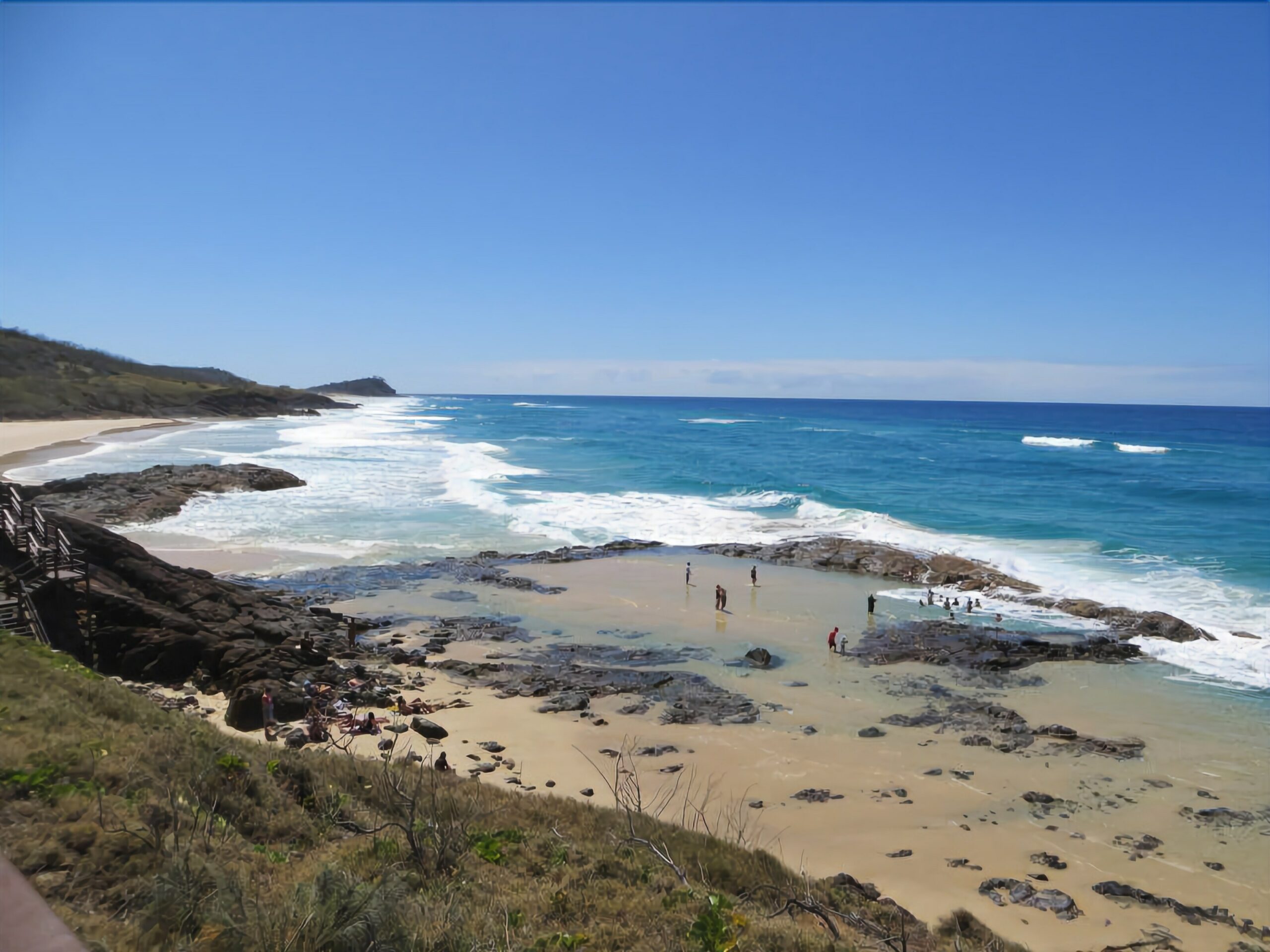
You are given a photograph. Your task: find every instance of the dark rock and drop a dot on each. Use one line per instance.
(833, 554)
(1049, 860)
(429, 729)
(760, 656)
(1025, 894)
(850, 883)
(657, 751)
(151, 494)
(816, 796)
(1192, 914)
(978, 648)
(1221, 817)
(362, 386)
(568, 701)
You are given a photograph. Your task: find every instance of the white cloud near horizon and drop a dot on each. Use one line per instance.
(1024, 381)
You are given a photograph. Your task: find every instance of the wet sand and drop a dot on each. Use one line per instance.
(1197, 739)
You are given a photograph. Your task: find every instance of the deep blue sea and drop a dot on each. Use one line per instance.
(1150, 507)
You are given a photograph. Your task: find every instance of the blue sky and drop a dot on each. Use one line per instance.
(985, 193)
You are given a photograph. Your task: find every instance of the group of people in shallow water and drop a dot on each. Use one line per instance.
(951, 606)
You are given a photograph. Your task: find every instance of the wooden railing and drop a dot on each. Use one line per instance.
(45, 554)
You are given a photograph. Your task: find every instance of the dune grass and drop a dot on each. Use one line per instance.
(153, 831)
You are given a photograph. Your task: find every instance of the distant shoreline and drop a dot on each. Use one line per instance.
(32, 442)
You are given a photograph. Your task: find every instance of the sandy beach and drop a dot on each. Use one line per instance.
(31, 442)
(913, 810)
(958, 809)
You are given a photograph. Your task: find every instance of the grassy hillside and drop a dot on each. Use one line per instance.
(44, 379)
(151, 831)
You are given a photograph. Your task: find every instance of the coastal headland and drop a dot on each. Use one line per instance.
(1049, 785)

========================================================================

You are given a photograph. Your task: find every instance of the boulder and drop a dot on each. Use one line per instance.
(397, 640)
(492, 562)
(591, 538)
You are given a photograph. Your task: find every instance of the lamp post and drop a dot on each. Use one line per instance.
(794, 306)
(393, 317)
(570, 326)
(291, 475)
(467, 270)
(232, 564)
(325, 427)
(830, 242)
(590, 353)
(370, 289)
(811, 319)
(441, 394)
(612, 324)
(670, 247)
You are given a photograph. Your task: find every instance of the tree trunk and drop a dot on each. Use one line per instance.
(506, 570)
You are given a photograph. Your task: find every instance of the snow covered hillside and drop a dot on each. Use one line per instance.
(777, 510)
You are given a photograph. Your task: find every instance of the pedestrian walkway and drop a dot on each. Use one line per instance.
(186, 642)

========================================================================

● **Set problem**
Recast the data as a Markdown table with the columns Entry and Content, starting at the line containing "the wet sand" and ending at the line containing "(1049, 785)". Give each line its own numbered row, include only these lines, and leave out any blank lines.

● **Output**
| Entry | Content |
|---|---|
| 1 | You are given a photograph. Your task: find every instance of the wet sand and drop a dot on each. Use one line per instance. |
| 2 | (1197, 739) |
| 3 | You are given a photograph. Your task: find every instance of the deep blue sea and drop a dot on each. Use one line per instance. |
| 4 | (1150, 507) |
| 5 | You are given a photograph. Your task: find every instance of the blue sky and drop a dot on each. Use one line per instance. |
| 6 | (985, 193) |
| 7 | You are given a photograph. Your task: find every instance of the group of people in shallow water and drop a dot on each. Use one line per instance. |
| 8 | (951, 606) |
| 9 | You are given a photograph. Your task: find every instance of the wooden railing and drop a dot on each. Use one line per instance. |
| 10 | (45, 554) |
| 11 | You are given a photograph. Your task: find every instance of the dune grass and drop a dot on each. Use one line per instance. |
| 12 | (153, 831) |
| 13 | You are given a photograph. Your task: find every instance of the distant shoreline and drop a dot on each. Use one line per instance. |
| 14 | (32, 442) |
| 15 | You are given a photograph. Your task: find every instance of the sandy beach and drop a dot on each. Use one line per instance. |
| 16 | (31, 442) |
| 17 | (913, 810) |
| 18 | (958, 809) |
| 19 | You are given a photograph. Your task: find every instance of the grassy hillside and drop a dot on each. Use one line per instance. |
| 20 | (44, 379) |
| 21 | (151, 831) |
| 22 | You are given a photograph. Your task: find every instance of the coastal headland and drop a dot on each. Use one line per instance. |
| 23 | (1049, 785) |